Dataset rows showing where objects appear
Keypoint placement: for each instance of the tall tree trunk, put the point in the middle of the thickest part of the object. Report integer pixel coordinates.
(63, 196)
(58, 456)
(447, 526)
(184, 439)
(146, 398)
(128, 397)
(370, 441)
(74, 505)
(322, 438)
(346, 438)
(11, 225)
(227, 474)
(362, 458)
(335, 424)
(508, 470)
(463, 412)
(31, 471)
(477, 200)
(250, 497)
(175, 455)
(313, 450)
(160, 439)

Short task: Copy out every line of the data above word for word, without changing anything.

Task solution:
Keypoint placement: for each instance of the tall tree trunk, put the point in the middle of the thickest part of the object. Report integer pixel coordinates.
(63, 196)
(58, 456)
(447, 526)
(184, 439)
(146, 398)
(128, 397)
(370, 441)
(74, 505)
(322, 438)
(346, 438)
(11, 225)
(227, 474)
(362, 458)
(335, 424)
(508, 470)
(463, 412)
(31, 471)
(477, 200)
(250, 497)
(175, 455)
(313, 450)
(160, 439)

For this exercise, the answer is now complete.